> Goal of the exercise
From the data below, pull out every line that contains the string "rectangular", copying each one in full. Matching is case-sensitive.

> Source material
┌──

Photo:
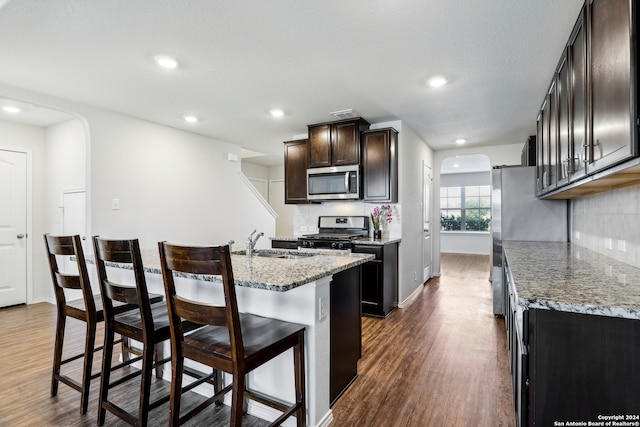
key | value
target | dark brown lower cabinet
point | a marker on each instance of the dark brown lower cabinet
(345, 331)
(284, 244)
(582, 366)
(572, 367)
(379, 279)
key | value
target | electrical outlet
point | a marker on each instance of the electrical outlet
(608, 243)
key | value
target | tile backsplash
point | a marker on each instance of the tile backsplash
(607, 223)
(305, 220)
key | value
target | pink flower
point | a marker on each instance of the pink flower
(380, 213)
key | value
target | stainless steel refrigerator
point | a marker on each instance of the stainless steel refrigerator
(517, 214)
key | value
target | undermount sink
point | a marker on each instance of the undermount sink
(281, 255)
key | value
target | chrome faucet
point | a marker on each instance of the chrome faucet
(251, 243)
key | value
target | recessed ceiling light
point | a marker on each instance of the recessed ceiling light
(166, 61)
(437, 81)
(10, 109)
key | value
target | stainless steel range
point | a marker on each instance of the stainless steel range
(336, 233)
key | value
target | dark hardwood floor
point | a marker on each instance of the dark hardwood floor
(440, 362)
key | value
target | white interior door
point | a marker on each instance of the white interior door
(13, 228)
(427, 255)
(73, 221)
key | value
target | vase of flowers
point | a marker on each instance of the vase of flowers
(379, 214)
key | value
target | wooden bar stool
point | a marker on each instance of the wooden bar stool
(231, 342)
(87, 309)
(148, 324)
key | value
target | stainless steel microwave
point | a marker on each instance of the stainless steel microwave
(333, 183)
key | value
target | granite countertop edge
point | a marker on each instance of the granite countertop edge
(267, 273)
(362, 241)
(567, 277)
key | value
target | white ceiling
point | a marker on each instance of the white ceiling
(239, 59)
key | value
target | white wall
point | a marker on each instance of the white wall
(407, 213)
(66, 167)
(172, 185)
(508, 154)
(413, 154)
(32, 139)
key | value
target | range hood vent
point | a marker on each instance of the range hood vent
(345, 114)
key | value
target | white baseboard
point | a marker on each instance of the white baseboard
(407, 302)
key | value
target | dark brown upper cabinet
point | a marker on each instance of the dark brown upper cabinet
(380, 165)
(552, 137)
(564, 148)
(295, 171)
(540, 150)
(612, 115)
(335, 143)
(589, 118)
(577, 56)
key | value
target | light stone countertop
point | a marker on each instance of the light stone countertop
(275, 274)
(362, 241)
(566, 277)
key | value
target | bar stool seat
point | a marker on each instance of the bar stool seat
(230, 341)
(87, 309)
(147, 323)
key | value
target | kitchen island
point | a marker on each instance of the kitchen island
(286, 285)
(573, 323)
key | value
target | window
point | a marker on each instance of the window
(465, 208)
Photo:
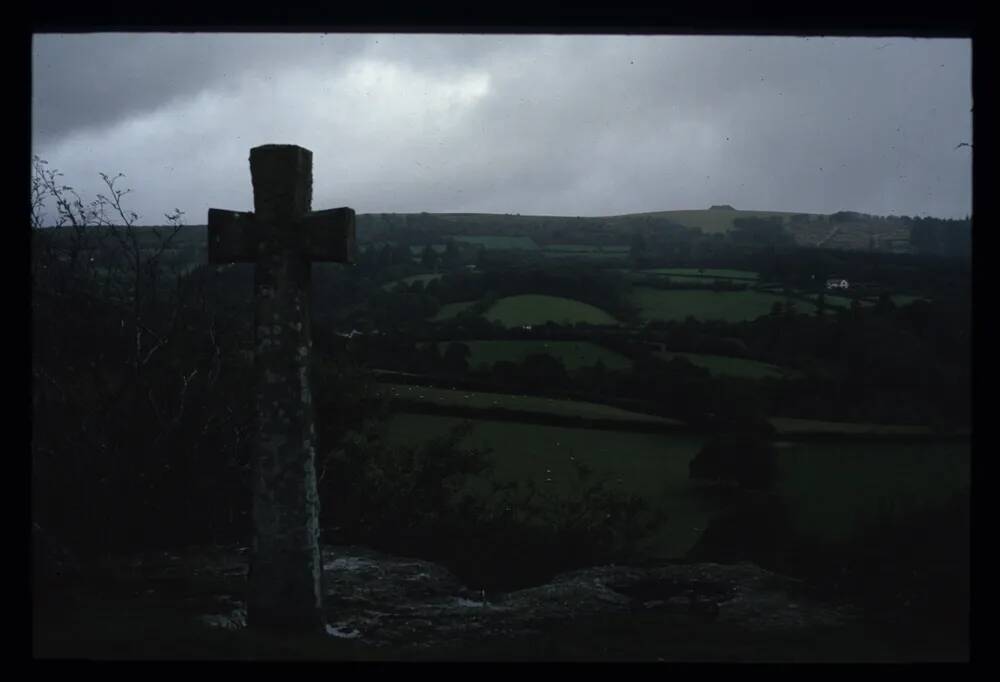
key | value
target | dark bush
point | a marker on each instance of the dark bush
(742, 458)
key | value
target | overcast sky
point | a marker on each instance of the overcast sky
(552, 125)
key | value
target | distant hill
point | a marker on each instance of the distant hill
(843, 230)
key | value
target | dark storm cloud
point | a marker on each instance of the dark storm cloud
(528, 124)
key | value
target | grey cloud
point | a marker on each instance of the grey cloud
(568, 125)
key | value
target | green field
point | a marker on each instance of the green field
(508, 401)
(791, 427)
(573, 354)
(419, 250)
(500, 243)
(829, 486)
(411, 279)
(717, 273)
(651, 466)
(450, 310)
(728, 366)
(712, 220)
(534, 309)
(729, 306)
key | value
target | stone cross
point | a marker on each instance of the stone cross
(282, 237)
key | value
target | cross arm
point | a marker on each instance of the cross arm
(231, 237)
(329, 235)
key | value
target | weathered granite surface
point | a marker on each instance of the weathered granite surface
(385, 600)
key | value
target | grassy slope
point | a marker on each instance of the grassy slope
(830, 486)
(449, 310)
(731, 306)
(430, 277)
(525, 403)
(573, 354)
(714, 273)
(514, 311)
(724, 365)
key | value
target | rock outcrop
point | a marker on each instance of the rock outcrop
(384, 600)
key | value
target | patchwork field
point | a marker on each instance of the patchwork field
(534, 309)
(573, 354)
(450, 310)
(499, 243)
(443, 397)
(652, 466)
(716, 273)
(411, 279)
(728, 366)
(730, 306)
(830, 487)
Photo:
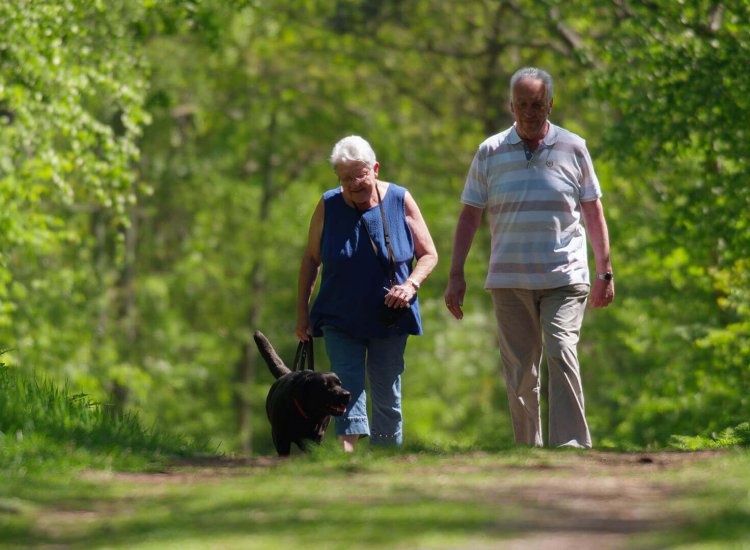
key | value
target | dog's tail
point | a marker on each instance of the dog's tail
(275, 364)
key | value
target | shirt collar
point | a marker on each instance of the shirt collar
(549, 140)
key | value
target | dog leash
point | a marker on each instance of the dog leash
(304, 359)
(390, 273)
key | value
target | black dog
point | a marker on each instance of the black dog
(300, 403)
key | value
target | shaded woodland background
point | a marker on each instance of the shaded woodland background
(159, 162)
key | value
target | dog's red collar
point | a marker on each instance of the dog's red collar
(300, 409)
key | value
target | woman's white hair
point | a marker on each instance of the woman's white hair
(535, 74)
(352, 148)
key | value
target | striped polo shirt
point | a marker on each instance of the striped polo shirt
(538, 238)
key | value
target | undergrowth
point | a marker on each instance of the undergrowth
(739, 436)
(45, 427)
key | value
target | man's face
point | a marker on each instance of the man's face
(529, 107)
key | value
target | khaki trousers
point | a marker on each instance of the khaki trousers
(531, 322)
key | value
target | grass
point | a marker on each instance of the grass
(45, 428)
(395, 500)
(74, 474)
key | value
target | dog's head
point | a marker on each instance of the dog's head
(321, 394)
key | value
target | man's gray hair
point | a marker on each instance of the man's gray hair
(535, 74)
(352, 148)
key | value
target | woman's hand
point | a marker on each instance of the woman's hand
(400, 295)
(304, 327)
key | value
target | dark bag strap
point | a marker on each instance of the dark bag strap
(391, 273)
(304, 359)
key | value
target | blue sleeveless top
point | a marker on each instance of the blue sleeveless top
(354, 279)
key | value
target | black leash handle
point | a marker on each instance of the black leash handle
(304, 359)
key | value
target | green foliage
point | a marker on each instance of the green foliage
(739, 436)
(43, 427)
(159, 162)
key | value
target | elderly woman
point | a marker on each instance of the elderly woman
(366, 234)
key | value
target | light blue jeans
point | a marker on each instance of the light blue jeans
(381, 361)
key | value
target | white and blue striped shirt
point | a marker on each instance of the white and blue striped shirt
(538, 238)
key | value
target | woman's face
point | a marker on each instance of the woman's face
(357, 180)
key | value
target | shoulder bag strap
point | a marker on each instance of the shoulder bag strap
(304, 359)
(391, 274)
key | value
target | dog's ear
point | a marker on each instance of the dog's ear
(275, 364)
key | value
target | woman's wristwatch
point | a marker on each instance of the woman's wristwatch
(414, 283)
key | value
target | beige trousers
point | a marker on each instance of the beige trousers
(531, 322)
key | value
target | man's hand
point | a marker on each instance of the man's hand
(603, 293)
(454, 295)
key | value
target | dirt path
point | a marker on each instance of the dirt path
(578, 500)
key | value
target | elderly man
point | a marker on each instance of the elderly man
(538, 183)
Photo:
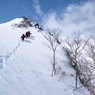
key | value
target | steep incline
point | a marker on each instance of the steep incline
(26, 65)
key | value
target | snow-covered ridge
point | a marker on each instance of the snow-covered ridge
(26, 68)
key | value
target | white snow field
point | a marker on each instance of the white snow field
(25, 66)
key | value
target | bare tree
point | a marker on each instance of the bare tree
(53, 37)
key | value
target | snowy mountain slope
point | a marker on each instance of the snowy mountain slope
(25, 67)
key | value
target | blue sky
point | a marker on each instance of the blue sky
(34, 9)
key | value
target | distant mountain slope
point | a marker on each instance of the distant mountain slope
(25, 67)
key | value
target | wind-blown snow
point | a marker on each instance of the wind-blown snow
(25, 67)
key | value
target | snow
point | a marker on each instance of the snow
(25, 67)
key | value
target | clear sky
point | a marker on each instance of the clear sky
(34, 9)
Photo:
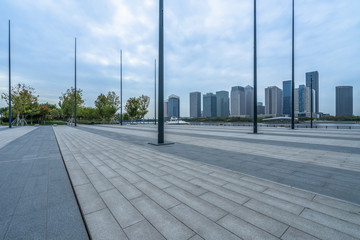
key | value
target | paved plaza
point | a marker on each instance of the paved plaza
(36, 197)
(213, 183)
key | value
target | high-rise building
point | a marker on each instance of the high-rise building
(209, 105)
(286, 97)
(261, 108)
(222, 104)
(273, 101)
(301, 98)
(303, 95)
(308, 103)
(296, 100)
(249, 101)
(174, 106)
(314, 77)
(237, 101)
(166, 102)
(195, 104)
(344, 101)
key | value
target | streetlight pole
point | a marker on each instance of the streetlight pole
(161, 73)
(293, 69)
(161, 141)
(155, 93)
(311, 100)
(75, 85)
(10, 119)
(255, 73)
(121, 87)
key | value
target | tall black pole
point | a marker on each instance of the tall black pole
(311, 100)
(293, 70)
(75, 84)
(10, 118)
(121, 87)
(255, 73)
(155, 94)
(161, 73)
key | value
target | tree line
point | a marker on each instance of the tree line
(25, 105)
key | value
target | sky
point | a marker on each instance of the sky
(208, 46)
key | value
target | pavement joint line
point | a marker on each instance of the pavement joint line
(241, 175)
(72, 187)
(13, 214)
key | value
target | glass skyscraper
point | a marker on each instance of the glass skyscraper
(209, 105)
(344, 101)
(174, 106)
(195, 104)
(237, 101)
(286, 97)
(222, 104)
(302, 98)
(314, 77)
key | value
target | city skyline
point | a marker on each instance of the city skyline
(209, 55)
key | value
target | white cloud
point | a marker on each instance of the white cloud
(208, 45)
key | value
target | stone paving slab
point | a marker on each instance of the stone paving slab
(131, 190)
(334, 174)
(36, 197)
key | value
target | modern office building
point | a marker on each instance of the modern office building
(344, 101)
(166, 102)
(314, 78)
(308, 100)
(296, 100)
(302, 98)
(249, 101)
(222, 104)
(195, 104)
(209, 105)
(237, 101)
(261, 108)
(173, 106)
(286, 97)
(273, 104)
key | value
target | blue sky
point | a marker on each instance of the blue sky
(208, 46)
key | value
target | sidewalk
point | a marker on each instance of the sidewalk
(130, 190)
(36, 198)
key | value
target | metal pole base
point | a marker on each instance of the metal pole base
(161, 144)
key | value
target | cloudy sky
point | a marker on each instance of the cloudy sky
(208, 46)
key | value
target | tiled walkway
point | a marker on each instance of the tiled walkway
(36, 198)
(130, 190)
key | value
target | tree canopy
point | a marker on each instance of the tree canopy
(23, 100)
(137, 108)
(106, 106)
(67, 102)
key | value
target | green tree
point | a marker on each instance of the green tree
(136, 108)
(67, 102)
(107, 105)
(88, 113)
(44, 112)
(143, 106)
(23, 98)
(132, 108)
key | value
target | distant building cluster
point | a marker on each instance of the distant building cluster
(278, 102)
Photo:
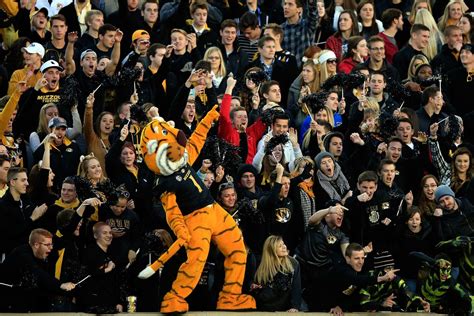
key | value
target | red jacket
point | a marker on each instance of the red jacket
(335, 44)
(346, 65)
(227, 132)
(390, 48)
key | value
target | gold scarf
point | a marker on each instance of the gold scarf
(71, 205)
(307, 188)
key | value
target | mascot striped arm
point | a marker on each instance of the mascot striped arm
(193, 215)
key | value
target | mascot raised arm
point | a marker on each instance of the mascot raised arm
(193, 215)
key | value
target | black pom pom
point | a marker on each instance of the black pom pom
(70, 91)
(336, 80)
(275, 141)
(257, 77)
(267, 115)
(354, 80)
(433, 80)
(316, 100)
(389, 123)
(222, 153)
(247, 213)
(454, 128)
(83, 188)
(398, 91)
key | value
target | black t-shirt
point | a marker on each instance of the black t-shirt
(321, 245)
(191, 193)
(54, 53)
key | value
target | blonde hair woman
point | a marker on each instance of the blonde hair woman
(424, 17)
(323, 113)
(452, 14)
(277, 284)
(47, 112)
(414, 63)
(214, 56)
(306, 83)
(90, 169)
(327, 64)
(418, 5)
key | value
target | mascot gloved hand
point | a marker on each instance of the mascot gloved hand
(193, 215)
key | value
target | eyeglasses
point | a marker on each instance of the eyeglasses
(225, 186)
(50, 245)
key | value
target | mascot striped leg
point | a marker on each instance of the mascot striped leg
(206, 224)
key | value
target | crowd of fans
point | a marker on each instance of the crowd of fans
(343, 150)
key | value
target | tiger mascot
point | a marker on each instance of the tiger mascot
(193, 215)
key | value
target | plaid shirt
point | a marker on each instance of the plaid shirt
(297, 37)
(443, 168)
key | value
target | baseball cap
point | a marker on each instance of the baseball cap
(443, 190)
(34, 48)
(44, 10)
(57, 122)
(88, 51)
(140, 34)
(50, 64)
(326, 56)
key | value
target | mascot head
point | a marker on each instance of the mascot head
(163, 147)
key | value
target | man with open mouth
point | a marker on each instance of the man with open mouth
(46, 90)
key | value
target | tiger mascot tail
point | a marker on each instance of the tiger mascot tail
(193, 215)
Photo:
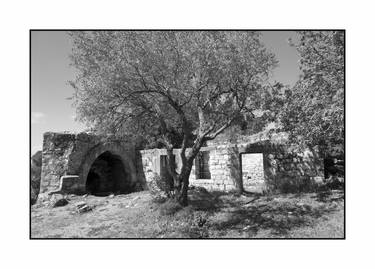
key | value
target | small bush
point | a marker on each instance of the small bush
(159, 186)
(170, 207)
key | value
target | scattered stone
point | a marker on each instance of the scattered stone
(82, 207)
(60, 202)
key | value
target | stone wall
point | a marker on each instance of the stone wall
(250, 166)
(247, 166)
(67, 154)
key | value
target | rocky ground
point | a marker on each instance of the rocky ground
(209, 215)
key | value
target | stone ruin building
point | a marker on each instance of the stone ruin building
(85, 163)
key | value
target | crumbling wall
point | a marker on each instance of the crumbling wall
(265, 167)
(73, 154)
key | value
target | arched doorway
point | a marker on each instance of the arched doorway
(107, 175)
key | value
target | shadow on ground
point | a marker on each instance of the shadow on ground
(251, 213)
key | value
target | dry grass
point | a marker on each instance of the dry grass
(209, 215)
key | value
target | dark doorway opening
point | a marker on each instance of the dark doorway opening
(108, 175)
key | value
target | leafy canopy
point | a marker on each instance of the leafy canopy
(168, 84)
(314, 111)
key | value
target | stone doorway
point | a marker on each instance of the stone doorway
(252, 171)
(107, 175)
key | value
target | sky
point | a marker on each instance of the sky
(51, 71)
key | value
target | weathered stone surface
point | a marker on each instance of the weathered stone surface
(255, 166)
(61, 202)
(68, 159)
(36, 170)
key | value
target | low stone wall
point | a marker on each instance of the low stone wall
(248, 166)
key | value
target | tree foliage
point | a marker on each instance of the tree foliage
(314, 111)
(179, 88)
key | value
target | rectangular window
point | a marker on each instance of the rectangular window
(164, 166)
(202, 169)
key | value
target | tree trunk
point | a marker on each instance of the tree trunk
(183, 178)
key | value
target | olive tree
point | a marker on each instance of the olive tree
(182, 87)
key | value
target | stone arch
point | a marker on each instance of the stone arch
(110, 150)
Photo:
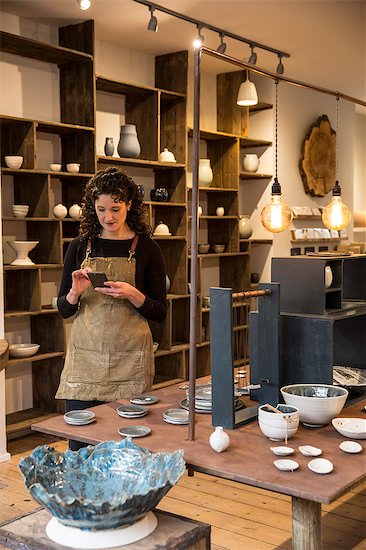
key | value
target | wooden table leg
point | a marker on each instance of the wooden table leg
(306, 524)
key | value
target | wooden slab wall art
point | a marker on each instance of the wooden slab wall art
(317, 163)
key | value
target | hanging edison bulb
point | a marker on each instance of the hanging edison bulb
(336, 215)
(276, 216)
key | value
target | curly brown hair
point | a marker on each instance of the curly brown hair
(122, 188)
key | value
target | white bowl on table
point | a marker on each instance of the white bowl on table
(278, 426)
(13, 161)
(318, 403)
(23, 350)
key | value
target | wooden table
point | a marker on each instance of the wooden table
(248, 459)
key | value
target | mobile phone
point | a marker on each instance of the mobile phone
(97, 278)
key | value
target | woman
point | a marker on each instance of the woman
(110, 353)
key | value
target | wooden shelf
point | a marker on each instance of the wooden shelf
(142, 163)
(254, 176)
(27, 47)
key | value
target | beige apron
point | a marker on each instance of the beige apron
(110, 354)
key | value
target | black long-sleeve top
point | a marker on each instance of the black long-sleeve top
(149, 278)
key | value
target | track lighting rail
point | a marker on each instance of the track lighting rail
(276, 76)
(203, 25)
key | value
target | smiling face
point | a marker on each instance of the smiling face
(112, 217)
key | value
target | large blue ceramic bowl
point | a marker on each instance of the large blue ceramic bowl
(102, 487)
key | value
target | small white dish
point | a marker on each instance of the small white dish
(354, 428)
(350, 447)
(281, 450)
(320, 466)
(309, 450)
(286, 465)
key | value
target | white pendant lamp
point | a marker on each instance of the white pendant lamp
(247, 94)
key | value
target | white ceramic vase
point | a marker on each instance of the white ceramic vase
(219, 440)
(245, 227)
(60, 211)
(75, 211)
(250, 162)
(328, 276)
(205, 174)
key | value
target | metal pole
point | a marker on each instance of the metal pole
(194, 248)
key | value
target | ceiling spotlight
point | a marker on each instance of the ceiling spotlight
(222, 46)
(197, 42)
(280, 69)
(253, 56)
(84, 4)
(153, 23)
(247, 94)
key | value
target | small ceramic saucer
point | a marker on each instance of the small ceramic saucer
(320, 466)
(309, 450)
(350, 447)
(144, 400)
(134, 431)
(282, 450)
(286, 465)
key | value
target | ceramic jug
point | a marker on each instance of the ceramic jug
(128, 145)
(109, 147)
(205, 174)
(60, 211)
(245, 227)
(219, 440)
(250, 163)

└──

> Expected output
target | rectangular window
point | a marker on each instance of the rectangular window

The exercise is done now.